TÂCHE À RÉALISER
Rédigez la suite du texte sur l'adoption des règles de l'Union monétaire latine par divers pays, en commençant juste après sa dernière phrase.

EXTRAIT DU TEXTE
Dès le 34 juillet 1867, une convention préliminaire avait été signée entre la France et l'Autriche; il en serait bientôt sorti un acte définitif, si la France y eût mis plus d'empressement; néanmoins, une loi d'Autriche-Hongrie du 9 mars 1870 a fait frapper sur les bases de cette convention des pièces d'or de 8 et 4 florins aux mêmes poids et titre que nos pièces de 20 fr. et 10 fr., avec l'inscription de la valeur en francs. La Suède, en vertu d'un décret royal du 31 juillet 1868, frappait aussi des pièces d'or d'un carolin, portant également ces mots « 40 francs » et, de plus, amélioration fort digne d'éloges, l'indication du titre « 9/10es de fin »; il faut regretter que l'émission de ces pièces ait été suspendue par un autre décret royal du 30 mai 1873. Des décrets du gouvernement espagnol en date du 19 octobre 1868, ordonnaient la frappe de nouvelles monnaies d'or et d'argent, suivant les principes et les types de l'Union monétaire latine; l'unité monétaire espagnole devenant la peseta, équivalente à cent centimes. La Roumanie en faisait autant en frappant des pièces d'or de 20, 10 et 5 leys, et d'un ley en argent valant un franc. Les États-Unis d'Amérique considéraient alors comme étant un pas fait dans le sens de la monnaie internationale, la fabrication de pièces d'argent prescrite par un acte du congrès de juin 1873, dont il est parlé ci-dessus [no 519], d'un demi-dollar représentant exactement en poids 2 fr. 50 c. en monnaic française, d'un quart de dollar égalant 1 fr. 25 c., et d'un dixième de dollar égalant 50 centimes.

ENTRÉES DE DONNÉES
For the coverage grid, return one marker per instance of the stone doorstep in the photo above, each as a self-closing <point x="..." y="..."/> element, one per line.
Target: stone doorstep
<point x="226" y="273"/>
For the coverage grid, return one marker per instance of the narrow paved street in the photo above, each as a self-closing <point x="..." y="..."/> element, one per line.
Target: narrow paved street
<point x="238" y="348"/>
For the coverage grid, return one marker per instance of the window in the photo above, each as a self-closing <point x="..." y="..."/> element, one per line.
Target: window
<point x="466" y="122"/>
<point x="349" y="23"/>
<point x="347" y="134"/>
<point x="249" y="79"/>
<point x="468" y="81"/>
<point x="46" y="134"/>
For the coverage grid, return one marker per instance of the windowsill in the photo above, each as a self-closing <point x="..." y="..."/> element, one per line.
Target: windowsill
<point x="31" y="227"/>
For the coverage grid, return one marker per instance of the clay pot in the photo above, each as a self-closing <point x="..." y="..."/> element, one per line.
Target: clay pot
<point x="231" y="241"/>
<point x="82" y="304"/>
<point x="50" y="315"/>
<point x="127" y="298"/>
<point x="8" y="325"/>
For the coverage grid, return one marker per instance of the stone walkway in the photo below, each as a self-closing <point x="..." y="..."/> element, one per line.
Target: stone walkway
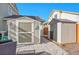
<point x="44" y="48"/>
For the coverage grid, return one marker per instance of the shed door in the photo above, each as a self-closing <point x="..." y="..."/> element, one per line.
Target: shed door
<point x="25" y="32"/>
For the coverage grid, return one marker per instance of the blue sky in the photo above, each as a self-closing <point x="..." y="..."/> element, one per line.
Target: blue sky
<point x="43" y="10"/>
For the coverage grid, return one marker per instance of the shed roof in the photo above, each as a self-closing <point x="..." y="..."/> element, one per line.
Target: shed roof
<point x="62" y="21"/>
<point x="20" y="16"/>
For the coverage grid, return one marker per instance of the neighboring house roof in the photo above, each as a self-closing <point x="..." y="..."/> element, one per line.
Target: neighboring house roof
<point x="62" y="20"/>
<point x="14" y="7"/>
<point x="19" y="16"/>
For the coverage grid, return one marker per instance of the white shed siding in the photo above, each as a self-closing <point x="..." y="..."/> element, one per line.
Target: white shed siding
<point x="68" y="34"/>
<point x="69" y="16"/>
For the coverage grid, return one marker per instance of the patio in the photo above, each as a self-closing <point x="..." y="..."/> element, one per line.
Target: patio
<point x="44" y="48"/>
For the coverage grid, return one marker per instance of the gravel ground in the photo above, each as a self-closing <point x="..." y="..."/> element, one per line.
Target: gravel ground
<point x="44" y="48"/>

RÉSULTAT DE L'EXERCICE
Il faut avouer que des négociations entamées en 1867 avec l'Angleterre, relativement à l'adoption d'une nouvelle monnaie d'or destinée à devenir internationale, la pièce de 25 francs (ne différant de la livre sterling que par un manquant d'or de 20 centimes), n'ont pas abouti; dirigées sur une base plus large, avec l'unité d'étalon d'or, elles pouvaient avoir plus de succès.

D'autre part, en vertu de la loi de principe du 4 décembre 1871 et de la loi monétaire du 9 juillet 1873 promulguées à Berlin, on a fabriqué très-activement des monnaies allemandes en or; au point de vue de l'unification monétaire, elles ont bien pour effet de remplacer en Allemagne sept législations monétaires diverses, et aussi d'admettre trois des principes monétaires de la loi française: 1o l'alliage à 9/10es de fin; 2o le rapport de 1 à 15 1/2 entre l'or et l'argent; 3o la subdivision décimale de l'unité monétaire.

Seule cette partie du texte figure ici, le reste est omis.